*Task instructions:*
Scale the data from the line with "Example usage of" to the line with "xmin=470 ymin=185 xmax=567 ymax=305", reproducing every line in full. Multiply each bounding-box coordinate in the answers by 2, round to whole numbers with halves going up, and leave all other numbers unchanged.

*Records to process:*
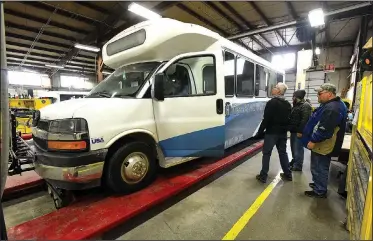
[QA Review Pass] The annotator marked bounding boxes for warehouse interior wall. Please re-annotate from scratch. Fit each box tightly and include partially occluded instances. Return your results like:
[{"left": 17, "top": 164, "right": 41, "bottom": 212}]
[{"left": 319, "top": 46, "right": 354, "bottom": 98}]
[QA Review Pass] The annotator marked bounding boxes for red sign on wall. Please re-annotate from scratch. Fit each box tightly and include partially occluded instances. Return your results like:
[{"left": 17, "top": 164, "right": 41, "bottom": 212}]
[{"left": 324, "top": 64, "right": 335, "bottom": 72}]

---

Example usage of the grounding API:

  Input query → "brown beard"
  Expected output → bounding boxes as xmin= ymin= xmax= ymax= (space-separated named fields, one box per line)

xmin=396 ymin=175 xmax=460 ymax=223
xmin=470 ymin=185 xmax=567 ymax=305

*Output of the exercise:*
Example usage of the grounding API:

  Input query → "brown beard"
  Expected output → bounding boxes as xmin= ymin= xmax= ymax= (space-separated named fields, one box per line)

xmin=792 ymin=350 xmax=920 ymax=446
xmin=940 ymin=370 xmax=1134 ymax=610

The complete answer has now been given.